* [Stated goal 1]:
In the listing below, copy every line from the line containing "of the golden" through the last line of the listing, keeping both ends. Leave out the pictures.

Question

Suppose that an Egyptian farmer claims to have discovered a linen burial cloth used during Egypt's Middle Kingdom some 4000 years ago. Careful analysis shows that the cloth contains 80% of the 14C that it is estimated to have originally contained. How old is the cloth?

Answer 1

1844 years

Step-by-step explanation:

¹⁴C follows a first-order beta-decay according to the following equation.

¹⁴C ⇒ ¹⁴N + β⁻

We can calculate the concentration of ¹⁴C after some time using the following expression.

`ln(([C]_(t))/([C]_(0)) )=-k.t`

where,

[C]t is the concentration of ¹⁴C after some time

[C]₀ is the original concentration of ¹⁴C

k is the rate constant

t is the time elapsed

We can calculate the rate constant if we know the half-life (t1/2) using the following expression.

`k=(ln2)/(t_(1/2))`

Half-life of ¹⁴C is 5730 years. Then,

`k=(ln2)/(5730y)=1.210* 10^(-4) y^(-1)`

The elapsed time when the concentration of ¹⁴C is 80% of original is:

`ln((0.8[C]_(0))/([C]_(0)) )=-1.210* 10^(-4) y^(-1) * t\\t = 1844y`

* [Stated goal 2]:
What half-life of ¹⁴C does the carbon-14 dating solution use?

* [Data excerpts]:
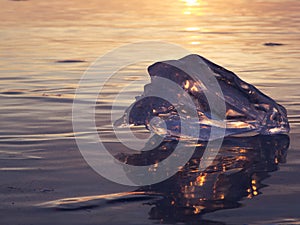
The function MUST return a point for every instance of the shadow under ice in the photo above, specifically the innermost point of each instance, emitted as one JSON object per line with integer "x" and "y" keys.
{"x": 236, "y": 173}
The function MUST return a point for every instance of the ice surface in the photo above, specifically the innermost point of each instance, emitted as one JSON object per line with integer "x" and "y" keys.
{"x": 246, "y": 109}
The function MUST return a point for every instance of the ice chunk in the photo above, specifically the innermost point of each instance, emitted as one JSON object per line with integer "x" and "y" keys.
{"x": 247, "y": 110}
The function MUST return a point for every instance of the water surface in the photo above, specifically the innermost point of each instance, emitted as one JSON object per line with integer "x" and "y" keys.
{"x": 46, "y": 47}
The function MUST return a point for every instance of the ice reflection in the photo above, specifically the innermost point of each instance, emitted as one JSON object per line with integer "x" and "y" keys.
{"x": 236, "y": 173}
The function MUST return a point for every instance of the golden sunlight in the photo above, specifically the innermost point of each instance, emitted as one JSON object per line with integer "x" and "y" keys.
{"x": 191, "y": 2}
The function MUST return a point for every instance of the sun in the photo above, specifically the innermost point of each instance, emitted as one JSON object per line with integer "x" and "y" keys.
{"x": 191, "y": 2}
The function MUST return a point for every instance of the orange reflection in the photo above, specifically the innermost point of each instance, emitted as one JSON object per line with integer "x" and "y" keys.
{"x": 191, "y": 2}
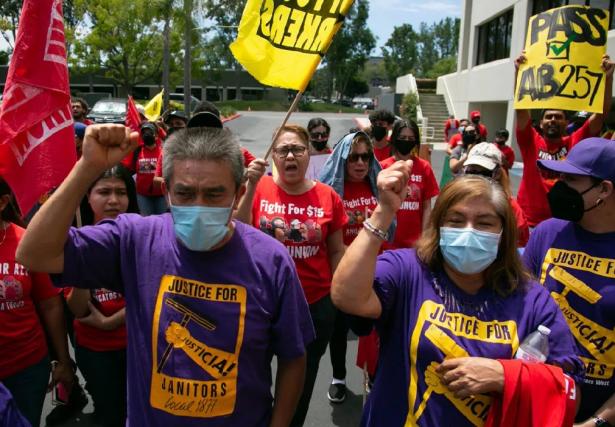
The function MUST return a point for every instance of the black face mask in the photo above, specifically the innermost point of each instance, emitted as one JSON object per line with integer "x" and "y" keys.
{"x": 379, "y": 132}
{"x": 319, "y": 145}
{"x": 404, "y": 147}
{"x": 468, "y": 139}
{"x": 148, "y": 138}
{"x": 567, "y": 203}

* [Full output 1]:
The function MUST return a point for every instance of the golden sunlight in the photo above, specifically the innermost point of each instance, emitted as one JSON object per line with integer "x" and "y" keys.
{"x": 191, "y": 2}
The function MUST return a point for every instance of the sun in the photo above, specifically the innermost point of each instance, emitted as one JSON object per line with integer "x" and "y" keys.
{"x": 191, "y": 2}
The function MUST return a point for every instance of the orange reflection in the photo above, specifically the innermost point of each instance, emitted as one JSON object per line with integer "x" and "y" keys.
{"x": 191, "y": 2}
The function MUST return a point for every instance of the black face mask in the photo above, specifically the innermost point of each instance, emitted as one JSON object per line with integer "x" and "y" keys.
{"x": 379, "y": 132}
{"x": 319, "y": 145}
{"x": 404, "y": 147}
{"x": 468, "y": 139}
{"x": 148, "y": 138}
{"x": 567, "y": 203}

* [Full output 2]:
5730 years